DATASET RECORDS ->
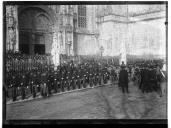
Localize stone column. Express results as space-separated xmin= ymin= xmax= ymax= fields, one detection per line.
xmin=51 ymin=27 xmax=60 ymax=70
xmin=6 ymin=5 xmax=19 ymax=51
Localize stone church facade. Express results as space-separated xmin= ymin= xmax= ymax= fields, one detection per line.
xmin=6 ymin=4 xmax=166 ymax=59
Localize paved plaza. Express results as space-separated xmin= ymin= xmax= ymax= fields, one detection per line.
xmin=6 ymin=82 xmax=167 ymax=120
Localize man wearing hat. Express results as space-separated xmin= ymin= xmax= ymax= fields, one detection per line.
xmin=119 ymin=64 xmax=129 ymax=93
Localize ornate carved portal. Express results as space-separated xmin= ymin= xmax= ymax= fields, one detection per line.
xmin=19 ymin=8 xmax=53 ymax=54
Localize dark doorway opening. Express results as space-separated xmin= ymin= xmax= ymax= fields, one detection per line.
xmin=19 ymin=44 xmax=29 ymax=54
xmin=34 ymin=44 xmax=45 ymax=55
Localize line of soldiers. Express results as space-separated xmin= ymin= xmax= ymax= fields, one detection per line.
xmin=5 ymin=54 xmax=166 ymax=101
xmin=6 ymin=61 xmax=117 ymax=101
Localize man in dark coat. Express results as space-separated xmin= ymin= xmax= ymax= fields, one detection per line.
xmin=119 ymin=65 xmax=129 ymax=93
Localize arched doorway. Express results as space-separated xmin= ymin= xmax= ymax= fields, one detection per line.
xmin=18 ymin=7 xmax=54 ymax=54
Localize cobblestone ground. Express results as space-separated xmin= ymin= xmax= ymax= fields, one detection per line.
xmin=6 ymin=82 xmax=167 ymax=120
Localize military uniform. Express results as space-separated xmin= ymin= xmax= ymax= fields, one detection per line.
xmin=20 ymin=74 xmax=26 ymax=100
xmin=119 ymin=66 xmax=129 ymax=93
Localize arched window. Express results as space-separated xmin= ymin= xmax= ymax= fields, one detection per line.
xmin=78 ymin=5 xmax=87 ymax=28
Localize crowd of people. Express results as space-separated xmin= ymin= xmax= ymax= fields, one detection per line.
xmin=5 ymin=52 xmax=166 ymax=101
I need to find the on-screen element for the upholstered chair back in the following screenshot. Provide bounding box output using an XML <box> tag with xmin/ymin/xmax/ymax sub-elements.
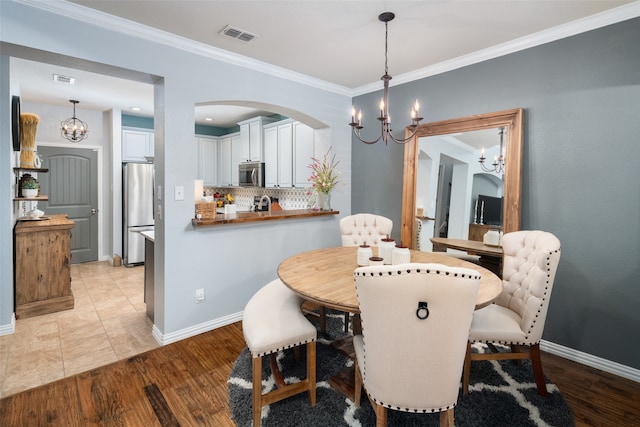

REQUIREMENT ->
Return every line of the listing that contains the word "doorway".

TASK SOLUTION ->
Localize dark doorway opening. Express results as space-separated xmin= ymin= xmax= ymax= fields, one detection per line.
Localize arched doorway. Express results as space-separated xmin= ymin= xmax= ymax= fields, one detection per line.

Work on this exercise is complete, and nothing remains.